Begin

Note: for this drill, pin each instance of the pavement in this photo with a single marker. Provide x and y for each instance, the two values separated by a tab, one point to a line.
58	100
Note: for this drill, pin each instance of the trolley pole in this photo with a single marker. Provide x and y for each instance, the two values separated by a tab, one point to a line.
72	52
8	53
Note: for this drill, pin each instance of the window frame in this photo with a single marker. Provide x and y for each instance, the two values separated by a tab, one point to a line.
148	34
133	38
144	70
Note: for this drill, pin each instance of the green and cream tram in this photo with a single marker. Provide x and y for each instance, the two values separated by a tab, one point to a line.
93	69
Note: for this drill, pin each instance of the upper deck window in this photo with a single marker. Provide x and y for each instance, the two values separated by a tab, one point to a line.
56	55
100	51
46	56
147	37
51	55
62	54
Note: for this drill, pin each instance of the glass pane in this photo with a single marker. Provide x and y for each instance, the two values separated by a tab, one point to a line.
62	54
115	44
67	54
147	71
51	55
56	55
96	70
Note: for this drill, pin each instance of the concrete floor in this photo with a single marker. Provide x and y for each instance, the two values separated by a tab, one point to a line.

End

_Problem details_
Please recast every line of the items above as a numbered list, leaving out any blank lines.

_Complete answer_
1. Note: for this drill, pin each instance of the pavement in this photo with a single marker. Provide x and y for each instance, the two values separated by a tab, one point to a line.
2. 58	100
3. Note: for this drill, pin each instance of the trolley pole in this photo with a single marker. Provide x and y for each instance, the two values separated by a tab, one point to a line.
4. 72	52
5. 8	53
6. Note: for this drill, pin each instance of the window frame in this photo with a single marker. Provide x and y for each instance, the two values separated by a tab, one point to a line.
7. 148	34
8. 133	38
9. 144	70
10. Note: for this drill, pin each instance of the green and cream tram in this photo with a single marker. Provide x and y for each instance, the two values separated by a tab, one point to a line.
11. 93	69
12. Note: for this drill, pin each instance of the upper deck window in this photo with a single marker. Provide x and y for each instance, the two values separated by a tab, one point to a line.
13. 56	55
14. 100	51
15. 46	56
16. 147	37
17. 51	55
18. 62	54
19. Note: for this drill, pin each instance of the glass pane in this photo with a single marker. Provide x and y for each instance, the two values separated by a tab, one point to a line.
20. 62	54
21. 115	44
22. 67	54
23. 147	71
24. 51	55
25. 56	55
26. 96	70
27. Note: for this drill, pin each instance of the concrete floor in this photo with a single marker. Provide x and y for each instance, the two values separated by a tab, one point to a line.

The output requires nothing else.